__Exercise prompt__:
Write the entries out again. Every character must match.

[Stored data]
*** Block opens ***

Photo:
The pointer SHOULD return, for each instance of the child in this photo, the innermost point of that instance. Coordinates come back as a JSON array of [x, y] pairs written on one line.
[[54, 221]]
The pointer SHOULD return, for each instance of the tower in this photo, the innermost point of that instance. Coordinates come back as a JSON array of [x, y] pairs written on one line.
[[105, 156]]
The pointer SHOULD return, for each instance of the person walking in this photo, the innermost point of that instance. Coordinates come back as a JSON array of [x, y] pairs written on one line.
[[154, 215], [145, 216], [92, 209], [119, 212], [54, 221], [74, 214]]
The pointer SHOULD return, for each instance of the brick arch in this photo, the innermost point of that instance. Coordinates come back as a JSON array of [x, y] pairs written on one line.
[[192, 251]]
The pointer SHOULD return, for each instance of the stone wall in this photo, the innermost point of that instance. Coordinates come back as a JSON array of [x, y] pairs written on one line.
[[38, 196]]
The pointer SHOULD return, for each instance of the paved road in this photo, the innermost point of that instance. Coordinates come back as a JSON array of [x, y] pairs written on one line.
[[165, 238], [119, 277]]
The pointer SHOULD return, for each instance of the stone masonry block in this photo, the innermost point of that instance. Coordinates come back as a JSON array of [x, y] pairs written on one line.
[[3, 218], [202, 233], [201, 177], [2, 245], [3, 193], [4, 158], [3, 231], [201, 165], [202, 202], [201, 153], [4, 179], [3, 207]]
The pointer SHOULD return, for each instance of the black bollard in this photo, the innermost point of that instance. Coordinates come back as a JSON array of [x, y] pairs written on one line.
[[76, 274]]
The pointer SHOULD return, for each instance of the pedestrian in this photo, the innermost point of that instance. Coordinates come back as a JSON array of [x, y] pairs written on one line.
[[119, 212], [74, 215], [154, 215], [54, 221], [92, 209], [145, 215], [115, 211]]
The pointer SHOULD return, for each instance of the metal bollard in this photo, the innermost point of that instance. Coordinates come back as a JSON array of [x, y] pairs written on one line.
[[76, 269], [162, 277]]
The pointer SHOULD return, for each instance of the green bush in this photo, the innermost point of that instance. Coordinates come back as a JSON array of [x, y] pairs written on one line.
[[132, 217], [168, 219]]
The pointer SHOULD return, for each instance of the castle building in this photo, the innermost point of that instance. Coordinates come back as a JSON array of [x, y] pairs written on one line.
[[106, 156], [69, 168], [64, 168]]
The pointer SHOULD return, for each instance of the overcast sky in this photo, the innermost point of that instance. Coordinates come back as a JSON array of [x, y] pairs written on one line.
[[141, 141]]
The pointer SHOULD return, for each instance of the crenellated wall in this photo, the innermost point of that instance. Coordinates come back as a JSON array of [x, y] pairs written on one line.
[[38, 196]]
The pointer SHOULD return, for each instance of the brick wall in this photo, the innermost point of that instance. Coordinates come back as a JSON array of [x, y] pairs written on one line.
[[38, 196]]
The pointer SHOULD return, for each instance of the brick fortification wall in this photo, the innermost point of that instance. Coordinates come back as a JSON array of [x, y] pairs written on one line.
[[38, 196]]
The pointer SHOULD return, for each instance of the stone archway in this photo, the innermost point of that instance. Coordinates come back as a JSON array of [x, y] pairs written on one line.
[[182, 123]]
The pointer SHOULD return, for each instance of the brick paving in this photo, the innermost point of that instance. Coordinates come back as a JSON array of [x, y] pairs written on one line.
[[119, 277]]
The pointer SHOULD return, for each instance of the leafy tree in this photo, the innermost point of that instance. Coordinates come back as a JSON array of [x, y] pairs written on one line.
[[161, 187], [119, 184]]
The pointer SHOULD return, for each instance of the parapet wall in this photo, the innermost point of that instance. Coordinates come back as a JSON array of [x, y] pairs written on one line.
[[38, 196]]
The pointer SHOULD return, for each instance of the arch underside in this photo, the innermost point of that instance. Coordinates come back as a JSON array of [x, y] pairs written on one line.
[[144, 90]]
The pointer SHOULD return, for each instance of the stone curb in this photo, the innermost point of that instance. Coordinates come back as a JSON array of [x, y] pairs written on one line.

*** Block closes ***

__Result of this task__:
Photo:
The pointer SHOULD return, for each instance of the child in this photo, the innermost point of that instance. Coordinates come back as a JSON array of [x, y] pairs written on one line.
[[54, 221]]
The pointer SHOULD return, for each instance of the tower in this photo, the innermost point of that instance. Coordinates come back as a JSON array of [x, y] pairs written on one line.
[[105, 156]]
The pointer SHOULD return, for each instance of the person walking in this photo, the innermost point of that instance. Coordinates come back as a JSON array of [x, y] pairs written on one line.
[[154, 215], [145, 216], [92, 209], [119, 212], [54, 221], [74, 214]]
The pointer SHOULD return, for each instance of the brick arch in this photo, the innermost point of that instance. Coordinates come back as a JSON array of [x, y] pairs written on one line.
[[192, 251]]
The pointer SHOULD return, for each instance of the stone wall in this photo, the innermost point of that instance. Coordinates come back as a JSON array of [x, y] pairs written on one line.
[[38, 196]]
The pointer SHOULD return, for each instance of the paved road in this photo, the innermost point of that instance. Coordinates come back as a JSON array of [x, y] pairs written on one line.
[[165, 238], [119, 277]]
The pointer SHOULD return, for each instance of the stone masonry block in this photo, the innermost point of that instance. Coordinates come back as a JSON array of [x, y] pairs written on one line.
[[3, 218], [202, 233], [201, 177], [2, 245], [3, 193], [4, 158], [3, 231], [201, 165], [202, 202], [201, 153], [4, 179], [3, 207]]
The pointer SHOULD return, for each instance of the black bollard in this photo, the innermost point of that instance. Coordinates come back as a JSON array of [x, y] pairs written on one line.
[[76, 274]]
The pointer SHOULD return, for each instance of the pedestrian in this photo, the innermost point of that instance. Coordinates come back as a JSON array of [x, y] pairs written on one line.
[[119, 212], [74, 215], [154, 215], [54, 221], [92, 209], [145, 215], [115, 211]]
The pointer SHOULD return, for each instance of the metal bollard in this photo, the innermost point of that instance. Coordinates come back as a JSON array of [x, y] pairs written on one line.
[[76, 269], [162, 277]]
The pointer SHOULD return, for each instance of the green bush in this photo, the innermost point of that instance. Coordinates come back as a JSON array of [x, y] pairs written on one line.
[[132, 217], [168, 219]]
The pointer SHOULD return, for each instance of the castle building in this photo, the innermost point of that instance. Coordinates come back as a JSON array of [x, y] pairs written on one line.
[[106, 156], [69, 168], [64, 168]]
The pointer SHOULD return, for each instance of the overcast sky in this photo, the innermost point of that instance. Coordinates come back as a JSON array of [x, y] pairs written on one line.
[[141, 141]]
The pointer SHOULD return, for each instance of the crenellated wall in this photo, the innermost point of that instance. Coordinates come back as a JSON array of [x, y] pairs written on one line.
[[38, 196]]
The pointer SHOULD return, for each instance of the brick wall in this photo, the innermost point of that instance. Coordinates come back as a JSON array of [x, y] pairs written on one line.
[[38, 196]]
The pointer SHOULD return, for each instance of the brick fortification wall in this photo, the innermost point of that instance. Coordinates come back as a JSON array of [x, y] pairs written on one line.
[[38, 196]]
The pointer SHOULD return, for each instance of the stone archway in this photo, the innermost point of that instance. Coordinates come back as a JSON array of [x, y] pairs written on one line.
[[182, 123]]
The pointer SHOULD return, for each instance of the brick paving in this photo, the innermost point of that instance. Coordinates come back as a JSON array of [x, y] pairs written on one line.
[[119, 277]]
The pointer SHOULD return, for each instance of the leafy tree in this photo, the innermost point of that instance. Coordinates come back as a JSON array of [x, y] pairs written on one line.
[[161, 187], [119, 184]]
The pointer SHOULD return, for each instance of the parapet wall in this photo, the innermost point of that instance. Coordinates come back as a JSON array of [x, y] pairs written on one line.
[[38, 196]]
The pointer SHOULD return, for each instance of the arch underside in this photo, the innermost point of that instance. Coordinates come back as a JSON array of [x, y] pairs written on one line.
[[144, 90]]
The pointer SHOULD return, for each instance of the stone curb in this photo, the innermost point of that instance. Coordinates come back as a JSON array of [x, y] pairs written on one line.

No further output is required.